Problem details:
Everything from the line that contains "the green sari" through the last line of the listing must be copied exactly, with both of those lines included and no others.

Materials provided:
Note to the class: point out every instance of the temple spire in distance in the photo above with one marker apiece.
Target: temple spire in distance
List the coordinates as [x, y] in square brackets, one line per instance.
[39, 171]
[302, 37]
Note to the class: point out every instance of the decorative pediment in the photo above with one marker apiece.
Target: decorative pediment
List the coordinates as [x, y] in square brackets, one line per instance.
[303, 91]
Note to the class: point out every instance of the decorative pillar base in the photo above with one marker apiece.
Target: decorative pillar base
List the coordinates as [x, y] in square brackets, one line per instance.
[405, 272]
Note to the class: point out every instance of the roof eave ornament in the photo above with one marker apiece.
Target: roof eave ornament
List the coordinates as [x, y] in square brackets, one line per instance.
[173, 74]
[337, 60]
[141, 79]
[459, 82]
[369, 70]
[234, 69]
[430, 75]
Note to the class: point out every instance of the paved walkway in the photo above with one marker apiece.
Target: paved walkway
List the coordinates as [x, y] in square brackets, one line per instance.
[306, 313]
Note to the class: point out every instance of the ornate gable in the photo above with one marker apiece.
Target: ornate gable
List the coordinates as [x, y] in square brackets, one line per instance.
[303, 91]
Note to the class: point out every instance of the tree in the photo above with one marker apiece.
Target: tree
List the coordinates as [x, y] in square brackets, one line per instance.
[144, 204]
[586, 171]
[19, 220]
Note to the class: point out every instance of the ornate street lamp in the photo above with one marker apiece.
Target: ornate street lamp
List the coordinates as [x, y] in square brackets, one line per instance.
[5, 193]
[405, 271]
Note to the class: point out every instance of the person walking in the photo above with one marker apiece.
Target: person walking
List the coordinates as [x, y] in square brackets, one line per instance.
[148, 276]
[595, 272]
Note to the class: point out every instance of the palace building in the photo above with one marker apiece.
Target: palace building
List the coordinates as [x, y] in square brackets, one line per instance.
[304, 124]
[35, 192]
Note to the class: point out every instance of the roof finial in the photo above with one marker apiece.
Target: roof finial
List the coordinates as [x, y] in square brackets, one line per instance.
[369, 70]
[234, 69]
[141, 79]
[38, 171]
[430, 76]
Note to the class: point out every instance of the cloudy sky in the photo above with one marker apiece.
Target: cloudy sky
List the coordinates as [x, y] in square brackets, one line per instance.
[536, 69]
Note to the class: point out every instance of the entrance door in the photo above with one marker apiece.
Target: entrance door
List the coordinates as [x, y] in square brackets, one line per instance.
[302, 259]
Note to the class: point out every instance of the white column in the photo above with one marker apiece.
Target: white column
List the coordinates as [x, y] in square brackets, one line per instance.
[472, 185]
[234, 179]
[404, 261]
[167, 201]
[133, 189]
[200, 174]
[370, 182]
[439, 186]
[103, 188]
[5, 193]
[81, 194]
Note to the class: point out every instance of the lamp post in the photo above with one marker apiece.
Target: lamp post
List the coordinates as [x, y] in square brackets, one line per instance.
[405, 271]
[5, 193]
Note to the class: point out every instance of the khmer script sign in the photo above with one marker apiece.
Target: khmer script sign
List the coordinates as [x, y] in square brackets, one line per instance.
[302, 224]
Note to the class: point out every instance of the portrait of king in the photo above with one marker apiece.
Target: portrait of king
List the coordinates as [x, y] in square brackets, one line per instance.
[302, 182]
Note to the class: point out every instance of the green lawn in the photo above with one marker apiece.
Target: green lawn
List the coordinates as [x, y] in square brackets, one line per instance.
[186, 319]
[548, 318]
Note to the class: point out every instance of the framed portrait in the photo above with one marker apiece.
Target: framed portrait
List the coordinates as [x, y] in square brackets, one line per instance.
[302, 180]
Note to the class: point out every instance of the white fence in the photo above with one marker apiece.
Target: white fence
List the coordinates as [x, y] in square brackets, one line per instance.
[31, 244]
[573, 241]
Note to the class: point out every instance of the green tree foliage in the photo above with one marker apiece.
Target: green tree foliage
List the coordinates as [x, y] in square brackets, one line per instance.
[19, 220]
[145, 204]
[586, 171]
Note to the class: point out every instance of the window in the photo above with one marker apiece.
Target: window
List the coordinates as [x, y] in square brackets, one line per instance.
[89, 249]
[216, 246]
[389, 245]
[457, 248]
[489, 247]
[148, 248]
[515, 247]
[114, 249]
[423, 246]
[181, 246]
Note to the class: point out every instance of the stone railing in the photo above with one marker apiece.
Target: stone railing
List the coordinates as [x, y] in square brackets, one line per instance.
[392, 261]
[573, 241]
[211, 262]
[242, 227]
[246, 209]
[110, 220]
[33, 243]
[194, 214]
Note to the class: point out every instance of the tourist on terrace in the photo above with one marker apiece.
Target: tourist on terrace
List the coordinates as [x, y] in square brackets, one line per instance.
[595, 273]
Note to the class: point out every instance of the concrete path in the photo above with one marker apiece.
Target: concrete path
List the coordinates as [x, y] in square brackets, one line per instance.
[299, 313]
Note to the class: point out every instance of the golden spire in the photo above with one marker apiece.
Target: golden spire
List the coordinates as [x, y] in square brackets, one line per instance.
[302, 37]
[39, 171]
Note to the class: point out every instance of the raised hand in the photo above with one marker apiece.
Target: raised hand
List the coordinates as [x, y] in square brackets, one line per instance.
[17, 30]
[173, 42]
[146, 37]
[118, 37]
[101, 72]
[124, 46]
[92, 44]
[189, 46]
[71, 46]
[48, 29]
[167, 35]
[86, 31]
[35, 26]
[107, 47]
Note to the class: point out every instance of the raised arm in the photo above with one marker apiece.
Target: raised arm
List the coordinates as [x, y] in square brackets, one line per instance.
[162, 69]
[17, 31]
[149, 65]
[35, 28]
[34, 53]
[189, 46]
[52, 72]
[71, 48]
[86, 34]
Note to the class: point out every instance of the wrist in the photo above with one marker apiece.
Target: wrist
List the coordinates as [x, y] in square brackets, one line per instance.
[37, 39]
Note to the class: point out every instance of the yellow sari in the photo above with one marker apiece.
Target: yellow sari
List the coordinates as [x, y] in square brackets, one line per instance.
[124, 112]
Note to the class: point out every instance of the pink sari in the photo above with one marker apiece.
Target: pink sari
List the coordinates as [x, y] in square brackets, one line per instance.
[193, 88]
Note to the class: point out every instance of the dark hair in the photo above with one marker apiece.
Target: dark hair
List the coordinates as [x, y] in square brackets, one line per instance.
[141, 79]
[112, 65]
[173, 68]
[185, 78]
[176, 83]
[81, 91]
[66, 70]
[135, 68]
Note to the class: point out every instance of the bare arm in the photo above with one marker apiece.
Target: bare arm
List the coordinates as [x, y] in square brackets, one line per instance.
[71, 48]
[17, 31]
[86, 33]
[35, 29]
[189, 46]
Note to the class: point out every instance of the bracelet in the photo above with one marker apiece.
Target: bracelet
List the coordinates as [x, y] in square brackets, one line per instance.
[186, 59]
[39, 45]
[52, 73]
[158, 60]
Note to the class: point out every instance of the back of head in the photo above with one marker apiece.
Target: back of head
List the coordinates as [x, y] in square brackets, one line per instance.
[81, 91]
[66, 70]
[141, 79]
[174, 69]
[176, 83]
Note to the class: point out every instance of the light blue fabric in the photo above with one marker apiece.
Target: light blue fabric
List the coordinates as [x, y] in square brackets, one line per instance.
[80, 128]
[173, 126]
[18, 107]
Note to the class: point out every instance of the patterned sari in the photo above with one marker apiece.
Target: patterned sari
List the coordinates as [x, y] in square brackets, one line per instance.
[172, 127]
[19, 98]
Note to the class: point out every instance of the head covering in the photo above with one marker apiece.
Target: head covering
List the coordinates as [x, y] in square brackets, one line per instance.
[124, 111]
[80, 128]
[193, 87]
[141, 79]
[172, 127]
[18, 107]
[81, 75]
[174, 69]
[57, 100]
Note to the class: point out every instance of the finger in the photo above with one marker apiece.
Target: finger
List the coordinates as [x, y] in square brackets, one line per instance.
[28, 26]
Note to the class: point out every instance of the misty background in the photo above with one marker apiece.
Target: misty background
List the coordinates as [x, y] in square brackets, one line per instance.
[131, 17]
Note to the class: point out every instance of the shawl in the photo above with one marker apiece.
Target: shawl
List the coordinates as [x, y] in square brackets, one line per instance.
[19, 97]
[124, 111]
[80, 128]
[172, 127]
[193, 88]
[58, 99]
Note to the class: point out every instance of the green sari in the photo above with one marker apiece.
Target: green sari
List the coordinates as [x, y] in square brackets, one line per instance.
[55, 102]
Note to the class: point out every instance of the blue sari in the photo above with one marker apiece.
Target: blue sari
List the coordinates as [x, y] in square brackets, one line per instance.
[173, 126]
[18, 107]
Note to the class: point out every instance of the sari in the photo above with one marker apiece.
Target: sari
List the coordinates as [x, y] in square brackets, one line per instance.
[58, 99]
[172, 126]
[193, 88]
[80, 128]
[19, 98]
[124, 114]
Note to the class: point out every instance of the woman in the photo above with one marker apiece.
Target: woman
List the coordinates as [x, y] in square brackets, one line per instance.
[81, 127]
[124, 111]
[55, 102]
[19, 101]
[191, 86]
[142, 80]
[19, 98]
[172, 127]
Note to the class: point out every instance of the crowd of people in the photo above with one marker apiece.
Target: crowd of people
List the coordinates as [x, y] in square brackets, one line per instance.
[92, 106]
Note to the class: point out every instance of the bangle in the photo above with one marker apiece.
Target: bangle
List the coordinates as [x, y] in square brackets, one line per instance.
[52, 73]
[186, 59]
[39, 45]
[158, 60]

Answer to the exercise:
Note to the class: point out every instance of the green sari in the photo above with one marker apiece.
Target: green sari
List the coordinates as [x, y] in square brackets, one line per instance.
[55, 102]
Note to the class: point out every instance of the blue sari in the photo above with one marker apiece.
Target: blue sari
List the coordinates as [x, y] in square brackets, one line per instance.
[173, 126]
[18, 107]
Note to the class: point out every instance of the sari in the photo above with one marker apiece.
Target: sari
List the coordinates as [x, y] in square brackets, one line per instance.
[58, 99]
[172, 126]
[193, 88]
[80, 128]
[19, 98]
[124, 114]
Note to the class: point out every instance of the woman in the photo above with one marker apiece.
Target: woman
List the coordinates as [x, y] in square brackets, one line per instance.
[81, 127]
[124, 111]
[55, 102]
[19, 101]
[191, 86]
[142, 80]
[19, 98]
[172, 127]
Note to the class: point out every instance of the crowd of people in the photo above with one marker apiece.
Target: crowd of people
List the coordinates as [x, y] in square brackets, one line per instance.
[92, 106]
Note to the class: point out every instance of the bangle in the photo above with one marker apiece.
Target: bangle
List the coordinates as [x, y] in square brackets, one line per instance.
[52, 73]
[186, 59]
[39, 45]
[158, 60]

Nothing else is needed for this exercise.